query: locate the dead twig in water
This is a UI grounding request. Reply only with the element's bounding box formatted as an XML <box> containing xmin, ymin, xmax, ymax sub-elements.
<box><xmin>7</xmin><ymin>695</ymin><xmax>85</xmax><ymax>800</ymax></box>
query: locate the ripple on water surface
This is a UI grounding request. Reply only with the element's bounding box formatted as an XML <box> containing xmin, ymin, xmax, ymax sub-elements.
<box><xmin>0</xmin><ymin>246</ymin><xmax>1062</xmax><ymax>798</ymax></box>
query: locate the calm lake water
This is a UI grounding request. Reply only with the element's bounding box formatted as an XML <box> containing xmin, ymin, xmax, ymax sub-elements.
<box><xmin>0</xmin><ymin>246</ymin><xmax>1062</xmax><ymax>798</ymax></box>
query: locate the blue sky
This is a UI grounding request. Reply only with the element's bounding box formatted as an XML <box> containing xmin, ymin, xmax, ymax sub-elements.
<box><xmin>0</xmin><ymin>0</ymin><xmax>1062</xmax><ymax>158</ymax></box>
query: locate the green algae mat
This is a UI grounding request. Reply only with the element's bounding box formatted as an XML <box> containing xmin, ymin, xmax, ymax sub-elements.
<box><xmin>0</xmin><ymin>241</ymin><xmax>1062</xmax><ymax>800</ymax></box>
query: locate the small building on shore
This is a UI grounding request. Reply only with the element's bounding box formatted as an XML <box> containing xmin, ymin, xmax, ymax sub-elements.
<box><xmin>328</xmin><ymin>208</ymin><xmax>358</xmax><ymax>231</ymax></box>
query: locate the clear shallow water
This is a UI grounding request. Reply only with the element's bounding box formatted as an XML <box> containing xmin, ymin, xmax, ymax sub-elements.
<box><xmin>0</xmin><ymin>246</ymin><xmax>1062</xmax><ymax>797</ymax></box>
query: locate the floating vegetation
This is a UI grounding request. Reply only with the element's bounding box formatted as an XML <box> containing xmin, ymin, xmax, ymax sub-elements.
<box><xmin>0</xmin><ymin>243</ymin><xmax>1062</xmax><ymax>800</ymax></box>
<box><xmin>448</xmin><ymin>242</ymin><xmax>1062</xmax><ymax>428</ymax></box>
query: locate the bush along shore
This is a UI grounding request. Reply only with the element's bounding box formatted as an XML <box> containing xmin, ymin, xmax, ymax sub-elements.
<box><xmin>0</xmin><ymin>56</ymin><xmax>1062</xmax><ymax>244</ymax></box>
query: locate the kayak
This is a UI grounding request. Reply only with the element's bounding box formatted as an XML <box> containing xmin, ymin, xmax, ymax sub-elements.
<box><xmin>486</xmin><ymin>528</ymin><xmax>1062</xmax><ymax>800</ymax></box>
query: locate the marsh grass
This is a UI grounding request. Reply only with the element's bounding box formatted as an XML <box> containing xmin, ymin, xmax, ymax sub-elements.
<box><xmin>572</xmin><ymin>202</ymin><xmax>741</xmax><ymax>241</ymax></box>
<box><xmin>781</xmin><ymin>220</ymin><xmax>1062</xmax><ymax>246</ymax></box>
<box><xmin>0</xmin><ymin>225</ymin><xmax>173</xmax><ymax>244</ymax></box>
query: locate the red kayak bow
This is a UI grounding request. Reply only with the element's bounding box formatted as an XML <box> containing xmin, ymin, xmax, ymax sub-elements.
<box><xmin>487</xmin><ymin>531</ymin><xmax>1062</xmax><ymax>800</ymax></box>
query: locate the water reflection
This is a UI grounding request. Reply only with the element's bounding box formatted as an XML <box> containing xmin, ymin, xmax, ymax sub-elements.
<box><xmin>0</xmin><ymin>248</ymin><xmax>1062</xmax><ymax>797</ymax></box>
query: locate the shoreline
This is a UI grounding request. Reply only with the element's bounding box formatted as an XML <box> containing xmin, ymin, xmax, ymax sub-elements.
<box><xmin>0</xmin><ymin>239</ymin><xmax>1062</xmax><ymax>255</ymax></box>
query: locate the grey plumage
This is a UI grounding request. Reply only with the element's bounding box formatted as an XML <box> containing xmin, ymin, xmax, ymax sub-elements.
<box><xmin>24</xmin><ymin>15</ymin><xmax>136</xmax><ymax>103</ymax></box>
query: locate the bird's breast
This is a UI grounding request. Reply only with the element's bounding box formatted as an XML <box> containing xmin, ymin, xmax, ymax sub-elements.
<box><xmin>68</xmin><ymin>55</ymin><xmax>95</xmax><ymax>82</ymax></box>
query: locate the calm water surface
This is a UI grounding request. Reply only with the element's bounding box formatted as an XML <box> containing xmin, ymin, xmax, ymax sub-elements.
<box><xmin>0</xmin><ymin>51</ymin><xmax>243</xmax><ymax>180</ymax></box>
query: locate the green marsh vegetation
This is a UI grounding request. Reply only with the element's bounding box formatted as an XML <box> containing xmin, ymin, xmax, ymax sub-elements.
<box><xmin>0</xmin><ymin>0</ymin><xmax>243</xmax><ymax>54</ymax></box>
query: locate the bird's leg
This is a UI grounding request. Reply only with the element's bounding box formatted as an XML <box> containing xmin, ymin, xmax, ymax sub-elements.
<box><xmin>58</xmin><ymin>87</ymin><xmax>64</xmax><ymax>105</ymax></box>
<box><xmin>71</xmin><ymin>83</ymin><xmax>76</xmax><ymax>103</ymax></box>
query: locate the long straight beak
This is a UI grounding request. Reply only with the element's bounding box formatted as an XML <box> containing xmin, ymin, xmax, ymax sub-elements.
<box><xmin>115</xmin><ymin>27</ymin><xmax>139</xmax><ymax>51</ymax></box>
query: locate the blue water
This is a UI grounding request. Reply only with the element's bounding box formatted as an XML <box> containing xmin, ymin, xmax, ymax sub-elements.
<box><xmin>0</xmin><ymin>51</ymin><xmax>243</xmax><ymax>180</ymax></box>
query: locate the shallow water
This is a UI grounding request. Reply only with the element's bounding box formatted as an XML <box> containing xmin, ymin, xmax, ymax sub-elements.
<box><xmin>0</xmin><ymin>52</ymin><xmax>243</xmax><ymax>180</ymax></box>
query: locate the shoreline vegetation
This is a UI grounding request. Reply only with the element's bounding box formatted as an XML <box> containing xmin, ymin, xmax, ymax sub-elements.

• [TO DO] Output the lines from the line containing "query: locate the bird's leg" to the end, both included; add nothing.

• [IN RESPONSE]
query: locate the bird's leg
This is a UI grounding request. Reply only with the element's bounding box formatted as an XML <box> containing xmin, ymin, xmax, ymax sub-elements.
<box><xmin>58</xmin><ymin>87</ymin><xmax>64</xmax><ymax>105</ymax></box>
<box><xmin>71</xmin><ymin>83</ymin><xmax>76</xmax><ymax>103</ymax></box>
query: locate the long straight beak
This is a UI grounding request. Reply only with the element's bounding box formatted as an XML <box> containing xmin, ymin, xmax, ymax sub-elements.
<box><xmin>115</xmin><ymin>27</ymin><xmax>139</xmax><ymax>51</ymax></box>
query: locate the blue water
This is a UI grounding request. Reply only with the element's bounding box formatted as an XML <box> containing xmin, ymin, xmax, ymax sub-elements.
<box><xmin>0</xmin><ymin>51</ymin><xmax>243</xmax><ymax>180</ymax></box>
query: locate the shallow water
This is a UI grounding request. Reply only with the element's bounding box formatted as an XML <box> containing xmin, ymin, xmax, ymax sub-elements.
<box><xmin>0</xmin><ymin>52</ymin><xmax>243</xmax><ymax>180</ymax></box>
query: locate the shoreline vegetation
This is a UI grounding request. Reply only with the element's bounding box formatted as an XML <box> containing xmin, ymin, xmax, ymax sub-elements.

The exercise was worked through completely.